▶ _To do_: In full and without deviation, write out the entries that follow.

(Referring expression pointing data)
---------------
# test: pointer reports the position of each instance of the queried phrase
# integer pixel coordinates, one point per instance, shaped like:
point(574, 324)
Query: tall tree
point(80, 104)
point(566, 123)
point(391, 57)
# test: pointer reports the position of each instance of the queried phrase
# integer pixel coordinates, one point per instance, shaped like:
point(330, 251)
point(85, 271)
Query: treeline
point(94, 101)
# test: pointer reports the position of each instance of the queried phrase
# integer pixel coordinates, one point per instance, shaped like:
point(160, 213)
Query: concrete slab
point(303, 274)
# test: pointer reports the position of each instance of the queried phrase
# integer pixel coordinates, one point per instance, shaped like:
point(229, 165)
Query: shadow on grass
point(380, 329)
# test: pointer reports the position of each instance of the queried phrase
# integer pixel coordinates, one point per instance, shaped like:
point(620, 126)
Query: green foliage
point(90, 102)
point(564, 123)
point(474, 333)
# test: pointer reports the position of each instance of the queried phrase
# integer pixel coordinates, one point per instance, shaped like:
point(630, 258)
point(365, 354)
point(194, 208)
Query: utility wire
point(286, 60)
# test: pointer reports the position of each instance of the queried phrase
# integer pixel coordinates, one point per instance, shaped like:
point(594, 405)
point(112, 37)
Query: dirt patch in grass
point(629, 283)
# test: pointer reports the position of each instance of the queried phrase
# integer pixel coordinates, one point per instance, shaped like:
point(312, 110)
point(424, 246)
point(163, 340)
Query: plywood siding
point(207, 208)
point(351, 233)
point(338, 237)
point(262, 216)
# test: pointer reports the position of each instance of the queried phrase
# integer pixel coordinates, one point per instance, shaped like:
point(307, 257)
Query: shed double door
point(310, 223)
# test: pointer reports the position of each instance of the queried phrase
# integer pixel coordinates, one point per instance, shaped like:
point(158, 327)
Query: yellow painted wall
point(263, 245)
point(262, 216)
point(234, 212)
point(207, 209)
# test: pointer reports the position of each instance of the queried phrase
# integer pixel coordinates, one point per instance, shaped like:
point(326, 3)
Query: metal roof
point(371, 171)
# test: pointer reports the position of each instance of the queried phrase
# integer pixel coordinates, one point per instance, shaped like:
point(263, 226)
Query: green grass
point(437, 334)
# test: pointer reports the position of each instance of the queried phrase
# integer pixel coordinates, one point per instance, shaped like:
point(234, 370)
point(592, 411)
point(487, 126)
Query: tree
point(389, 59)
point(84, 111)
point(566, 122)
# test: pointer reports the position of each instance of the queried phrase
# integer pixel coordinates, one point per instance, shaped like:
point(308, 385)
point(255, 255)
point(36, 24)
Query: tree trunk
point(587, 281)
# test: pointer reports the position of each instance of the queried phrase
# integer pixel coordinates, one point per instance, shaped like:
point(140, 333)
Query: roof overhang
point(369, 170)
---------------
▶ _Response to this exercise_:
# test: pointer reports the position of each instance of the queried phrase
# integer pixel coordinates, one point per instance, shaped like:
point(574, 324)
Query: tall tree
point(80, 104)
point(566, 123)
point(391, 57)
# test: pointer reports the position of each instance of the queried phrase
# integer pixel coordinates, one point per instance, shaped like:
point(330, 251)
point(85, 271)
Query: treeline
point(94, 101)
# test: pointer reports the position of each instance of the queried phrase
# integer pixel coordinates, one point per instance, shaped like:
point(160, 213)
Query: concrete slab
point(303, 274)
# test: pointer reports the position of each instance of the queried phrase
# integer pixel coordinates, one point per instance, shaped like:
point(229, 165)
Query: shadow on grass
point(380, 329)
# test: pointer reports the position of each instance of the queried phrase
# integer pixel coordinates, one point per instance, shaped like:
point(620, 126)
Query: green foliage
point(90, 102)
point(564, 123)
point(474, 333)
# test: pointer reports the position of each instance of the queried phrase
# integer pixel coordinates, one point per instance, shaped like:
point(630, 258)
point(365, 354)
point(194, 208)
Query: utility wire
point(286, 60)
# test: pointer reports the position of each instance of the queried phrase
# integer pixel coordinates, one point per instance, shaped like:
point(594, 405)
point(112, 37)
Query: dirt patch in grass
point(629, 283)
# test: pointer reports the position of each instance of the queried phrase
# integer pixel coordinates, one point per instance, shaped like:
point(312, 110)
point(424, 246)
point(163, 340)
Query: plywood siding
point(207, 208)
point(351, 233)
point(338, 237)
point(262, 216)
# test: pointer reports the position of each instance of the queried phrase
# integer pixel coordinates, one point per instance, shaped like:
point(307, 257)
Query: shed double door
point(310, 223)
# test: pointer reports the position of each instance of the queried phrase
# integer pixel coordinates, one point per instance, shaped like:
point(158, 327)
Query: yellow painted wall
point(263, 245)
point(262, 216)
point(234, 212)
point(207, 209)
# test: pointer reports the position of each instance of the queried phrase
# integer pixel coordinates, one point per instance, shaped like:
point(326, 3)
Query: metal roof
point(371, 171)
# test: pointer reports the position of each instance of the queried phrase
# integer pixel coordinates, one point per instance, shaped like:
point(263, 226)
Query: green grass
point(437, 334)
# test: pointer reports the position of each instance of the queried phrase
# integer pixel coordinates, one point per instance, shaped like:
point(234, 370)
point(592, 411)
point(487, 126)
Query: tree
point(389, 59)
point(84, 111)
point(566, 122)
# test: pointer reports the position of each instance of the queried phrase
# integer pixel coordinates, one point per instance, shaped like:
point(308, 385)
point(255, 255)
point(36, 24)
Query: tree trunk
point(587, 281)
# test: pointer reports the position of each instance of the queried phrase
# integer pixel coordinates, one point per instance, shaped like:
point(140, 333)
Query: roof overhang
point(369, 170)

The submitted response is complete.